SUPPLIED INFORMATION —
* * *
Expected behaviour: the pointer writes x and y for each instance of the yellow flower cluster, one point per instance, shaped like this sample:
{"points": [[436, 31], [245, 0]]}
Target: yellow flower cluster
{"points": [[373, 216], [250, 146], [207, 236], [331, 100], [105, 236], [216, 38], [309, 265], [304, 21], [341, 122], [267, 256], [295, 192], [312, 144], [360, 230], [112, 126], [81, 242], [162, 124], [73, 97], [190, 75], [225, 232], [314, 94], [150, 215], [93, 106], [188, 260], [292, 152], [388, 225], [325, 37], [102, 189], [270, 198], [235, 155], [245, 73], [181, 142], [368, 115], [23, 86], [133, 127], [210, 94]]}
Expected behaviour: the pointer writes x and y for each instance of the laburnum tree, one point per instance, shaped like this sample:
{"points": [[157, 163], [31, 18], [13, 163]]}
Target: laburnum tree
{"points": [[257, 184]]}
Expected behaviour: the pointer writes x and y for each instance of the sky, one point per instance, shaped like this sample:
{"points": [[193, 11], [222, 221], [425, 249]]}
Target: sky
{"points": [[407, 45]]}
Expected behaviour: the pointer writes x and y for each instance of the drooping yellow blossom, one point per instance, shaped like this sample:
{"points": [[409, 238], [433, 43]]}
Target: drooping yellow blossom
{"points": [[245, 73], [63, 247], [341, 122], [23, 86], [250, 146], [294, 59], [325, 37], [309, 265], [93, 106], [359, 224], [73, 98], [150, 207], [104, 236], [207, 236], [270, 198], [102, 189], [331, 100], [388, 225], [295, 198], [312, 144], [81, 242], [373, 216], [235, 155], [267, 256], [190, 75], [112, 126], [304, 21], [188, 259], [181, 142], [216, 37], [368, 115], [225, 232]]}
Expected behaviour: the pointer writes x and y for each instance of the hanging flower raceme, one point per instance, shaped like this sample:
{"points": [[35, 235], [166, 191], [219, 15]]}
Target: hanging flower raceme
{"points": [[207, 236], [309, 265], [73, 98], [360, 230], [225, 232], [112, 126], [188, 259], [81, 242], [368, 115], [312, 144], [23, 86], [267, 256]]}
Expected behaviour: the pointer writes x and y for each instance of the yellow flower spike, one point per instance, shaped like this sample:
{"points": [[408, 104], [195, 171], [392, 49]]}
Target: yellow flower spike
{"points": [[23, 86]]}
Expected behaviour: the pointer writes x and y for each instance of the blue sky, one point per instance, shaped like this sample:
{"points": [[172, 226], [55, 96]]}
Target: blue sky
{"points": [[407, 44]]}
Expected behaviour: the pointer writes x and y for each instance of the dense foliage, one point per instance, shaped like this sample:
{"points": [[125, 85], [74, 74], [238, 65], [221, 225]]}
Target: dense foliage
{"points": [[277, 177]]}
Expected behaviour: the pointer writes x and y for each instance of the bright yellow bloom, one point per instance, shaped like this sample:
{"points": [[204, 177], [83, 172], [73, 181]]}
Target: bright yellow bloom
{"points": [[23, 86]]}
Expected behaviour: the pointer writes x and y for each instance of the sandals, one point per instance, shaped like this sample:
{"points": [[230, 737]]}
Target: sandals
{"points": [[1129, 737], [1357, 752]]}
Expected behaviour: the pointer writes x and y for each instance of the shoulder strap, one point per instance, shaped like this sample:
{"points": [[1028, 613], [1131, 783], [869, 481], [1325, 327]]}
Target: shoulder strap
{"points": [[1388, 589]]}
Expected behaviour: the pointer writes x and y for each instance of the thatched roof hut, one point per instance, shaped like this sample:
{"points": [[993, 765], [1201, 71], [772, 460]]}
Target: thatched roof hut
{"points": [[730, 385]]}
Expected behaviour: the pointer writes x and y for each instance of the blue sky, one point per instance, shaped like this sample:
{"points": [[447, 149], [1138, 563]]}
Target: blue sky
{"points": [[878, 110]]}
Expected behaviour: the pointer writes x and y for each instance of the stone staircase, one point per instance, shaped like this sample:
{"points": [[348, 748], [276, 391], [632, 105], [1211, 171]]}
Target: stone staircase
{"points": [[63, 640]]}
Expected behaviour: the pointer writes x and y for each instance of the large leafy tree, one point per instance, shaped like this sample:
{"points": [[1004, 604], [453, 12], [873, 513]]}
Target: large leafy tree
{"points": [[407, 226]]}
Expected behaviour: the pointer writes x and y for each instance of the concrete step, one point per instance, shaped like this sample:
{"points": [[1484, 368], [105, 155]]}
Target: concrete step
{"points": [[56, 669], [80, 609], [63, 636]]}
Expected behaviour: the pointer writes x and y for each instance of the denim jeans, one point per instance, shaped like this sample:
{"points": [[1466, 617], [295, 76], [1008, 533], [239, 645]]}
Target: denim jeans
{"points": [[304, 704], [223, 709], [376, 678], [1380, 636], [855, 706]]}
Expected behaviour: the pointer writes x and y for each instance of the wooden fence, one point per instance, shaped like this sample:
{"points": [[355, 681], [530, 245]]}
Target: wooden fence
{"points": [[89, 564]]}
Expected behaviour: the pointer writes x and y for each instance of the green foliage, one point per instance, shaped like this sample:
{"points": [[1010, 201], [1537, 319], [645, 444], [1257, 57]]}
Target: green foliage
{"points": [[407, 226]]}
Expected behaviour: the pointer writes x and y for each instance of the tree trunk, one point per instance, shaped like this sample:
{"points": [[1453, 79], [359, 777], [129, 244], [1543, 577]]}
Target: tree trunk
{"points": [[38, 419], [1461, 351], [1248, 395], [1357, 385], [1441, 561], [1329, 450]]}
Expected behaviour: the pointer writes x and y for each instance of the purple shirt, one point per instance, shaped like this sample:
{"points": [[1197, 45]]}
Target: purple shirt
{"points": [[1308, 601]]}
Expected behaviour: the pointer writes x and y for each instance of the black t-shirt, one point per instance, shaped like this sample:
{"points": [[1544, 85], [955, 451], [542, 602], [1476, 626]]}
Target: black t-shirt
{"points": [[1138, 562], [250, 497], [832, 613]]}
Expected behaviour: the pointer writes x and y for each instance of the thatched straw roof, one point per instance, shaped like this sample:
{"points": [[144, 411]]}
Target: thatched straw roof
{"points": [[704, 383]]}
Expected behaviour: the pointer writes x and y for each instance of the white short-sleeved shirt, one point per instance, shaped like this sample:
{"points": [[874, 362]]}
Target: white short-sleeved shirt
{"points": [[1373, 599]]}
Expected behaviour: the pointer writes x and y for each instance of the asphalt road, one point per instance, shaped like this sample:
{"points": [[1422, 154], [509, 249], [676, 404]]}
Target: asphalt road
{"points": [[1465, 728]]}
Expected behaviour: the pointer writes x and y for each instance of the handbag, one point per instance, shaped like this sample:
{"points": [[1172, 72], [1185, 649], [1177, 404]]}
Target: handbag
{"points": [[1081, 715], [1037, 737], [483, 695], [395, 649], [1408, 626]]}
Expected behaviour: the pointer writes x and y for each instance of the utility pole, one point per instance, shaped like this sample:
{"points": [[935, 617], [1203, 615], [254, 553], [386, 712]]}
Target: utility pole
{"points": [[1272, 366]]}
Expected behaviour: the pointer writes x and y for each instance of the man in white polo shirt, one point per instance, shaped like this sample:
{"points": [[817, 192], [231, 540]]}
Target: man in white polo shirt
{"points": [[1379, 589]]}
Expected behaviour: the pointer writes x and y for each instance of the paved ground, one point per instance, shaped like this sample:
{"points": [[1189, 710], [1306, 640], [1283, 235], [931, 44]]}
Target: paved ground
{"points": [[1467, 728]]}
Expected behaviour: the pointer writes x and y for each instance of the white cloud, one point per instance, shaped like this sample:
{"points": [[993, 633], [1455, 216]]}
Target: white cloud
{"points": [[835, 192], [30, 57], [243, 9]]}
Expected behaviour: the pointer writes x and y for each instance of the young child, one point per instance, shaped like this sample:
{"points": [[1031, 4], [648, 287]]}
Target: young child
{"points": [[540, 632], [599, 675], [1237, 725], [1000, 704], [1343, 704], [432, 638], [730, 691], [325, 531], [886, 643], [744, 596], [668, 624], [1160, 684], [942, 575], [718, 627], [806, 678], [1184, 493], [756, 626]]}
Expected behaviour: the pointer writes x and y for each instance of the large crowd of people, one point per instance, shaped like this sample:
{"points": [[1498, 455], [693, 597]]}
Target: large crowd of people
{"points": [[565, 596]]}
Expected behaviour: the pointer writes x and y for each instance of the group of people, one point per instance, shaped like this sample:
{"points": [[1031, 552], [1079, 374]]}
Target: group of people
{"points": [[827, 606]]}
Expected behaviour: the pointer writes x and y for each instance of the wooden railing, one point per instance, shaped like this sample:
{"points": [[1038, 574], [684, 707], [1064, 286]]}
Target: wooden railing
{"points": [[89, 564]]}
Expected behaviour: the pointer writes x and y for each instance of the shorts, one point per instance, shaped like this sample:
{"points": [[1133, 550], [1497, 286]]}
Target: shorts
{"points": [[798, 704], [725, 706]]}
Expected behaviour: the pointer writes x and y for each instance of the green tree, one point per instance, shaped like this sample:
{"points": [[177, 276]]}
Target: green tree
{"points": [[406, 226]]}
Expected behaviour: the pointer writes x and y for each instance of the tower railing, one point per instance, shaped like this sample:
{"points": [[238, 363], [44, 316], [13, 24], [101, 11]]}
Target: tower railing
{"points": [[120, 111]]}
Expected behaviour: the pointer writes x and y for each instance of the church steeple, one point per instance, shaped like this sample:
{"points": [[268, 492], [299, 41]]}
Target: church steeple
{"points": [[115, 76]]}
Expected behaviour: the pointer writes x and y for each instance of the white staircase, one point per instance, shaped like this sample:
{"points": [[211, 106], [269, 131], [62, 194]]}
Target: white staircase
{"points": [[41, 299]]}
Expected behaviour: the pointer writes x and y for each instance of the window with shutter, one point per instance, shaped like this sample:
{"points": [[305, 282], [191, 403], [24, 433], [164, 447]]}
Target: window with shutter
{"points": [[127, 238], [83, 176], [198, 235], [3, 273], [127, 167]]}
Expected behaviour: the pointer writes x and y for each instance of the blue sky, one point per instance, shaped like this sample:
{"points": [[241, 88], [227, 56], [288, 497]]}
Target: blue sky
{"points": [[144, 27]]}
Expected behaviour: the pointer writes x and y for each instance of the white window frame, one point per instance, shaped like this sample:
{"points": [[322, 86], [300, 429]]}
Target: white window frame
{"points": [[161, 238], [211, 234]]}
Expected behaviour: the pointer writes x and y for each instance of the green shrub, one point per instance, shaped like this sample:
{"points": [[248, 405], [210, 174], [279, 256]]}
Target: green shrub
* * *
For the word "shrub", please count the lines in the data where it appears and respond with the number only.

2